- Data for analysis
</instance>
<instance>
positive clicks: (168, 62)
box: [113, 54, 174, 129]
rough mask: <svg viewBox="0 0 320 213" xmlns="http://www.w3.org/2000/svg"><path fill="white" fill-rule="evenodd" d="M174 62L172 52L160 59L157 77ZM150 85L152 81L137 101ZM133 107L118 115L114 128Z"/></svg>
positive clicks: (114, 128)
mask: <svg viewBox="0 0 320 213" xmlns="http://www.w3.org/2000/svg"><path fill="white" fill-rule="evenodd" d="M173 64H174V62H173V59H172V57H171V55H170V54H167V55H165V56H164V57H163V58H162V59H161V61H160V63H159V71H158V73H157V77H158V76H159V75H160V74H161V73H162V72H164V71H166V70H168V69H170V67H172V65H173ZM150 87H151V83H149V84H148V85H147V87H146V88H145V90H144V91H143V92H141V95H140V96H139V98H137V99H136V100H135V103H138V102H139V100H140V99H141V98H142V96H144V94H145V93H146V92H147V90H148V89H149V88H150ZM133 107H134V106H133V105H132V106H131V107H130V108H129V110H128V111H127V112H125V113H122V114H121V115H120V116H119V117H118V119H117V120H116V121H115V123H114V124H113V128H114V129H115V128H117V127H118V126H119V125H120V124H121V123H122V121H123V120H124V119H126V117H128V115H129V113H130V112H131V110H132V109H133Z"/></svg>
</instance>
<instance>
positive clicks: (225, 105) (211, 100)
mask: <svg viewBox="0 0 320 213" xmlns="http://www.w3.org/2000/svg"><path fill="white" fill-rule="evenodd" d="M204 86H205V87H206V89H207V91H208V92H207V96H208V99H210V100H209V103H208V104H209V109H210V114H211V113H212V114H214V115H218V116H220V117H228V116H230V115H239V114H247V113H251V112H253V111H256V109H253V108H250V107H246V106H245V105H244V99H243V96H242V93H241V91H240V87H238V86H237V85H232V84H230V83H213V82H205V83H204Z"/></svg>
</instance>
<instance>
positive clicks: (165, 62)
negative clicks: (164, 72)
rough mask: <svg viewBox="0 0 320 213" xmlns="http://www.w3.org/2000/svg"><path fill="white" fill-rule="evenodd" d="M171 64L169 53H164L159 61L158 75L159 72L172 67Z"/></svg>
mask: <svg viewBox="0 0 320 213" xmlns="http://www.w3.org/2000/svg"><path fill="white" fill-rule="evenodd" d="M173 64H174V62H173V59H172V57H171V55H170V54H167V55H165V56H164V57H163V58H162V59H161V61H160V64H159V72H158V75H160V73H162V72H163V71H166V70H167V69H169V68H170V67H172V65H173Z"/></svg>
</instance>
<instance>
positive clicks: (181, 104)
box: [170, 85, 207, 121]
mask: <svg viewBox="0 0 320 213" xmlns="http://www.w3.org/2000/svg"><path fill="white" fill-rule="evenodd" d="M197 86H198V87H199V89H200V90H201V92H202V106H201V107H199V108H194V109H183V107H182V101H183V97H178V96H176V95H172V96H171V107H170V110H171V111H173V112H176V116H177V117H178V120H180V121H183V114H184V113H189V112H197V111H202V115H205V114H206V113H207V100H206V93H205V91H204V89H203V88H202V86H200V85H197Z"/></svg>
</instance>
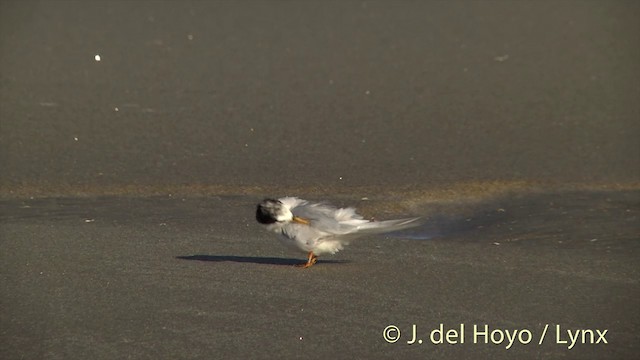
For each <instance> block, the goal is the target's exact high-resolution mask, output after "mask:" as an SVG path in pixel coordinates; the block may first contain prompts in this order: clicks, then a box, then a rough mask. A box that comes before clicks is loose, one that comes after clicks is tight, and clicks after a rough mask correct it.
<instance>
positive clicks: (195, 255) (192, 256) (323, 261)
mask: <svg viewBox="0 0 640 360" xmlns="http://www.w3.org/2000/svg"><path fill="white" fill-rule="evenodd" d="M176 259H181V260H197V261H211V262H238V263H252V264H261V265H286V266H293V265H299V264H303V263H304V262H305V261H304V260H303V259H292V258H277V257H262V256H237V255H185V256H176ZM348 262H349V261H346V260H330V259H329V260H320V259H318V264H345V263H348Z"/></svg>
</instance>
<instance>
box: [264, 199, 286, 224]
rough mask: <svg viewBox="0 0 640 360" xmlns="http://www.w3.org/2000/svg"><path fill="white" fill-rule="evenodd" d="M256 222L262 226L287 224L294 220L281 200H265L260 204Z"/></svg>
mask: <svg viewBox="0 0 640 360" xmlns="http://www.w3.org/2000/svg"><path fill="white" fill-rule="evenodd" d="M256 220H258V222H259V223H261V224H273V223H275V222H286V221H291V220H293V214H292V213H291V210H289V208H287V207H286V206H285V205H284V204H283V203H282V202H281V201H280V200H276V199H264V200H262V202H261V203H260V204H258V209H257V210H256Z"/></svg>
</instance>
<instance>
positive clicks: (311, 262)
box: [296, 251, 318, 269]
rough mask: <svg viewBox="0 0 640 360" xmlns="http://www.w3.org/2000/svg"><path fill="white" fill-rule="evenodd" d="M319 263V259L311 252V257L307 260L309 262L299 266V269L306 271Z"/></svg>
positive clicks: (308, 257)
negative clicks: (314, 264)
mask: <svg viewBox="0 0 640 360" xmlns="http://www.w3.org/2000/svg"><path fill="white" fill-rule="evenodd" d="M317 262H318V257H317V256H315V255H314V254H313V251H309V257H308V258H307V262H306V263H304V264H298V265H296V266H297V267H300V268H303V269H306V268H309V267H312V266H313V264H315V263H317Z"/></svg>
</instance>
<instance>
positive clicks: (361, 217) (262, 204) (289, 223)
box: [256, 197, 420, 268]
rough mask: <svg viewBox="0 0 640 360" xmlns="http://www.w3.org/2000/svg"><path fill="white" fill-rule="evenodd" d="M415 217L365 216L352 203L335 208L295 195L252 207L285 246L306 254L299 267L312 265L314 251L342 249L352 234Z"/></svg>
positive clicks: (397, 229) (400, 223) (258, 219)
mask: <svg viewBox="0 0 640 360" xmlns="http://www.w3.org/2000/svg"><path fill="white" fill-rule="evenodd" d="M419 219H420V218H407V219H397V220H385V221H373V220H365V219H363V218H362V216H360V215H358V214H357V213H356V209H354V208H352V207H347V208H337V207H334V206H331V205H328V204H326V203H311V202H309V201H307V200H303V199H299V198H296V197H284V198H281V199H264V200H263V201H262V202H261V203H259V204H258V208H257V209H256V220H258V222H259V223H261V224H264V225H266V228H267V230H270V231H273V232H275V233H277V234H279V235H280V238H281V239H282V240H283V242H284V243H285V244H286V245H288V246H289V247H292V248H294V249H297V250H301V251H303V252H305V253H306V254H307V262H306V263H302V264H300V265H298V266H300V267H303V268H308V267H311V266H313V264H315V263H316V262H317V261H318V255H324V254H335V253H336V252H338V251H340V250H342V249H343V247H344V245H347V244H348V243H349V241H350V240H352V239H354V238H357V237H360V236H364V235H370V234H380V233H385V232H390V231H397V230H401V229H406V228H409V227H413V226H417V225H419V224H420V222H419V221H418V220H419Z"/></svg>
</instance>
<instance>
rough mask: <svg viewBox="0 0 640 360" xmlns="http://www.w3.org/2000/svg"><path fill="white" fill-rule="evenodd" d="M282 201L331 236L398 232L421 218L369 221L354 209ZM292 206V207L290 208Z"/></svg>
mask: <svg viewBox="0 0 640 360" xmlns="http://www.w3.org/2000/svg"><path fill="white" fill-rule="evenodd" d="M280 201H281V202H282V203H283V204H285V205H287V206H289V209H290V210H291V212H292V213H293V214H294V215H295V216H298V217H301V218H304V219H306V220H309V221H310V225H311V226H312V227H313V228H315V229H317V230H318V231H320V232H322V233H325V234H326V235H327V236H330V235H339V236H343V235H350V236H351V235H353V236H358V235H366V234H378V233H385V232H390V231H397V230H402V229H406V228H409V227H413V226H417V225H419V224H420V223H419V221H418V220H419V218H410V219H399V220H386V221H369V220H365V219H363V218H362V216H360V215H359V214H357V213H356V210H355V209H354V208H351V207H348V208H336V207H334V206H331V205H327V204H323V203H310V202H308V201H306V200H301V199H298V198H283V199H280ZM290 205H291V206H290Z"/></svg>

==

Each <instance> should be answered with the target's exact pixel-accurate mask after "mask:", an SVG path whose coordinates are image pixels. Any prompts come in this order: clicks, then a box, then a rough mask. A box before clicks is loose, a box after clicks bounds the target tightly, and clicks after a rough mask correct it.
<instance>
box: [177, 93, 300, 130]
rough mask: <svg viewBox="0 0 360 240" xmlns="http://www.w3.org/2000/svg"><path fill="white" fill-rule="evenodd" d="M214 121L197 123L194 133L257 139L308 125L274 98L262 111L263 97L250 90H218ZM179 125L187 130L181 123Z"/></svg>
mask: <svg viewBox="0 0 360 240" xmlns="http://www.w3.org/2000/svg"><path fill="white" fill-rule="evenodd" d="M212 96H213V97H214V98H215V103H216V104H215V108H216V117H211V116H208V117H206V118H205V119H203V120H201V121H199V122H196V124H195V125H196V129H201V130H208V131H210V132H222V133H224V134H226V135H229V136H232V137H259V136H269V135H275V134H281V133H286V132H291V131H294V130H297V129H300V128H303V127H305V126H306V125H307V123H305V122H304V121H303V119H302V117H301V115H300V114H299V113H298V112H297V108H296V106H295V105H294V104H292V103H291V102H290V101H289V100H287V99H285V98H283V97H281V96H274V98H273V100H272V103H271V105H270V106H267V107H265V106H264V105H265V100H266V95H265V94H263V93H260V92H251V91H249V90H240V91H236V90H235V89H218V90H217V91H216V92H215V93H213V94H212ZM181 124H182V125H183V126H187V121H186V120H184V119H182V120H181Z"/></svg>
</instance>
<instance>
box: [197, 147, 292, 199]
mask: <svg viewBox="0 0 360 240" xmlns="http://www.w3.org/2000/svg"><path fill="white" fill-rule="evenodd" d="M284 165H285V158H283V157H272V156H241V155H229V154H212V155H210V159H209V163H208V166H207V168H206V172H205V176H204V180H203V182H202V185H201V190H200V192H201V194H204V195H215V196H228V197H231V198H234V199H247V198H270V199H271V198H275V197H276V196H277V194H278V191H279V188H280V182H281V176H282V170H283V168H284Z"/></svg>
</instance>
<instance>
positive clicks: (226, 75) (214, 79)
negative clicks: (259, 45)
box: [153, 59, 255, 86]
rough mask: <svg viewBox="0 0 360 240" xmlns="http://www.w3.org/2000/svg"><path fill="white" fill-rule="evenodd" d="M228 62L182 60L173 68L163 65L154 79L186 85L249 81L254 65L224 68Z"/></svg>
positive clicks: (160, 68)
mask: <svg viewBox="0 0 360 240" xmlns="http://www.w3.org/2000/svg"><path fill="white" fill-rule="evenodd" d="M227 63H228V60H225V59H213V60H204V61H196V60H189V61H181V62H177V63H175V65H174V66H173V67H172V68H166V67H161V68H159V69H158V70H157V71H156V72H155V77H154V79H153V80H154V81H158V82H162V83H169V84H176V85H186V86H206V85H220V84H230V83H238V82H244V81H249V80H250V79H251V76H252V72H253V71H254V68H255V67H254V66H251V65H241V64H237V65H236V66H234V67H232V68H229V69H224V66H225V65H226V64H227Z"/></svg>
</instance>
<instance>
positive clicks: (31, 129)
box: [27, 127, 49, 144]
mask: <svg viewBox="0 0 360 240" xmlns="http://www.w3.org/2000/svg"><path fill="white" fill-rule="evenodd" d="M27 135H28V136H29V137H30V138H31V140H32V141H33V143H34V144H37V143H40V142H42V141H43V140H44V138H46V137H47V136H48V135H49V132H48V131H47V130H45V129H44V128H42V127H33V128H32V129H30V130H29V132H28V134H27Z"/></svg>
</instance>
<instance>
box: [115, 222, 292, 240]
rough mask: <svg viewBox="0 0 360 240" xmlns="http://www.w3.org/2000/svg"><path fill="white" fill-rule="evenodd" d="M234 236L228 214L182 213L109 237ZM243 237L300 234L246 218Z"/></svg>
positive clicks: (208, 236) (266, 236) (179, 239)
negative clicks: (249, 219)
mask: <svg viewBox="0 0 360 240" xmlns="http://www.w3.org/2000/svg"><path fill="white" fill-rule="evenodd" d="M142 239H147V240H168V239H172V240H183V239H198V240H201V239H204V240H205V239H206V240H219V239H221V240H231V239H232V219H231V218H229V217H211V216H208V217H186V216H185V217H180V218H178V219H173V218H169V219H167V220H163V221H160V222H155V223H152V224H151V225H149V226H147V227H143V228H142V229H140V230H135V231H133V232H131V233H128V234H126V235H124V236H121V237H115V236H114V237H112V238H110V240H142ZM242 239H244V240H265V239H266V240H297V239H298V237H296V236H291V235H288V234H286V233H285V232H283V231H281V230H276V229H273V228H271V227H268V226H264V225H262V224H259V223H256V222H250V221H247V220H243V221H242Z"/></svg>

- What is expected
Copy out the stretch from the line that contains "Each <instance> should" through the line that contains "121L197 123L194 133L257", replacing "rough mask" with "draft mask" and keeping all else in those lines unchanged.

- Exercise solution
Each <instance> should be answered with the target's exact pixel-accurate mask after "mask:", an SVG path whose coordinates are image pixels. Any prompts come in this order: clicks, then a box, then a draft mask. A box before clicks is loose, a box after clicks bounds the target tightly, and clicks after a draft mask correct it.
<instance>
box: [177, 93, 300, 130]
draft mask: <svg viewBox="0 0 360 240" xmlns="http://www.w3.org/2000/svg"><path fill="white" fill-rule="evenodd" d="M214 121L197 123L194 133L257 139L308 125L274 98L262 111L263 97L250 90H218ZM179 125L187 130L181 123Z"/></svg>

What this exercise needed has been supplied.